Le superviseur délégué sur place par l'UER fut Frank Naef[2]. Il dut interrompre les présentateurs pour pouvoir répondre à leurs salutations : « Alors, buona sera. Je suis très heureux de saluer le vainqueur italien de ce concours de la chanson. Bravo ! Bravo a tutti ! » Par la suite, il dut intervenir à une vingtaine de reprises, pour corriger les erreurs de Cinquetti et Cutugno.
La procédure connut un hiatus important, lorsque la communication avec Ankara fut impossible à établir. Toto Cutugno s’impatienta et pressa Frank Naek de passer au pays suivant. Celui-ci lui répondit que la porte-parole turque était bien en ligne et que le problème était causé par une absence de retour sonore dans la salle. Finalement, le superviseur dut énoncer lui-même les points du jury turc.
Durant la première partie du vote, Israël mena en tête, parfois dépassé par la France ou l’Espagne, mais toujours brièvement. À la suite du vote du jury allemand, la Suède s’empara de la première place. Après le vote de l’avant-dernier jury, le jury chypriote, la Suède affichait 146 points ; Israël, 139 et la France, 134. À la surprise générale, le dernier jury, le jury italien, n’attribua aucun point ni à la Suède, ni à Israël, mais "douze points" à la France. Le tableau de vote afficha alors un ex æquo de 146 points entre la France et la Suède.

Exercice 1 ▸ Convertissez en CSV à deux colonnes, intitulées consigne et reponse, les enregistrements depuis leur première ligne jusqu'à la ligne contenant « <point>1008,350</point> », incluse. Une ligne CSV par enregistrement, avec le texte et la réponse chacun dans un champ entre guillemets, les sauts de ligne remplacés par des espaces et les images omises.

Entrées d'étiquetage de localisation dans des images:
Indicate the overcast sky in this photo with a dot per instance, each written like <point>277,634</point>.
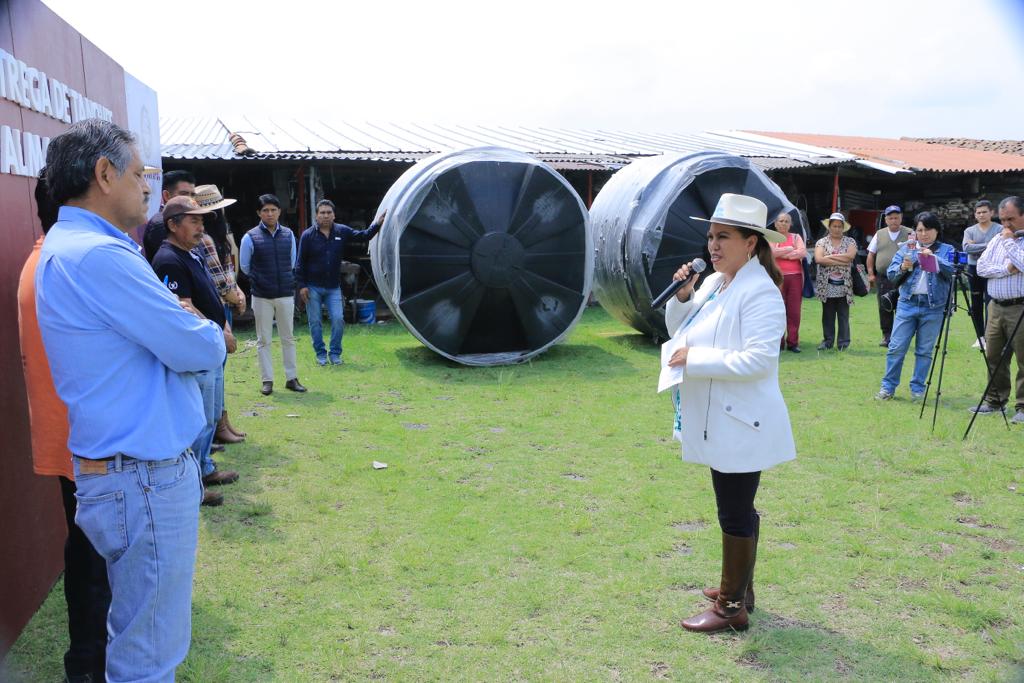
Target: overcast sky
<point>888,68</point>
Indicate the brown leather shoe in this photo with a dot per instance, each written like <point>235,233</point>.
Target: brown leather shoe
<point>712,593</point>
<point>728,612</point>
<point>218,477</point>
<point>230,427</point>
<point>225,435</point>
<point>212,499</point>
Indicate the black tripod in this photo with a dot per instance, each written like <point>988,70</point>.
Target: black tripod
<point>942,340</point>
<point>1008,350</point>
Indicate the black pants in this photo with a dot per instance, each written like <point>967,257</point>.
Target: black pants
<point>734,495</point>
<point>883,286</point>
<point>832,308</point>
<point>979,297</point>
<point>87,594</point>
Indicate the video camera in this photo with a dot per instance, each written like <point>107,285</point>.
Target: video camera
<point>957,259</point>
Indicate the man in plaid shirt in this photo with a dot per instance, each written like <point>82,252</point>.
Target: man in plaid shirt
<point>1003,264</point>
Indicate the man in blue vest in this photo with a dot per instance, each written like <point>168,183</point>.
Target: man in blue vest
<point>318,273</point>
<point>267,256</point>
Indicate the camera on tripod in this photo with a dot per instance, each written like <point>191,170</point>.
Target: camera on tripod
<point>957,259</point>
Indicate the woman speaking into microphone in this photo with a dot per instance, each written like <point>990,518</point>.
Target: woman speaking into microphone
<point>722,365</point>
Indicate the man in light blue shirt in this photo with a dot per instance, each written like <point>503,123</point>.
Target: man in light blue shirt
<point>122,351</point>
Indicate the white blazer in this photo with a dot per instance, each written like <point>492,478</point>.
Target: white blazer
<point>733,415</point>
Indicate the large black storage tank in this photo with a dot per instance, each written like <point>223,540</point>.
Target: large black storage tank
<point>642,227</point>
<point>485,255</point>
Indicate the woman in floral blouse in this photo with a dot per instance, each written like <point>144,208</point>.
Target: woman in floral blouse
<point>835,254</point>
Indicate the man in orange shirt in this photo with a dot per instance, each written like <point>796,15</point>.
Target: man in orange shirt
<point>86,589</point>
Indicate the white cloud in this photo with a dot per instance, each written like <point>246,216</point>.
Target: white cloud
<point>873,68</point>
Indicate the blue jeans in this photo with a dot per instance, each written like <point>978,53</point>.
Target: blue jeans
<point>332,297</point>
<point>211,385</point>
<point>916,321</point>
<point>142,518</point>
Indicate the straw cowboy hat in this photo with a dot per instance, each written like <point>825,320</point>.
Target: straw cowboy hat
<point>210,198</point>
<point>836,216</point>
<point>742,211</point>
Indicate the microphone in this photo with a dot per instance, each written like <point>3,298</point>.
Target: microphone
<point>697,266</point>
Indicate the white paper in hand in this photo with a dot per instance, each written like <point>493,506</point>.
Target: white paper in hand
<point>670,376</point>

Exercice 2 ▸ Reproduisez à l'identique le passage du texte sur le concours de la chanson qui commence aux mots « Le superviseur délégué » et s'arrête après « Cinquetti et Cutugno. ».

Réponse 1 ▸
consigne,reponse
"Indicate the overcast sky in this photo with a dot per instance, each written like <point>277,634</point>. Target: overcast sky","<point>888,68</point>"
"Indicate the brown leather shoe in this photo with a dot per instance, each written like <point>235,233</point>. Target: brown leather shoe","<point>712,593</point> <point>728,612</point> <point>218,477</point> <point>230,427</point> <point>225,435</point> <point>212,499</point>"
"Indicate the black tripod in this photo with a dot per instance, each written like <point>988,70</point>. Target: black tripod","<point>942,340</point> <point>1008,350</point>"

Réponse 2 ▸
Le superviseur délégué sur place par l'UER fut Frank Naef[2]. Il dut interrompre les présentateurs pour pouvoir répondre à leurs salutations : « Alors, buona sera. Je suis très heureux de saluer le vainqueur italien de ce concours de la chanson. Bravo ! Bravo a tutti ! » Par la suite, il dut intervenir à une vingtaine de reprises, pour corriger les erreurs de Cinquetti et Cutugno.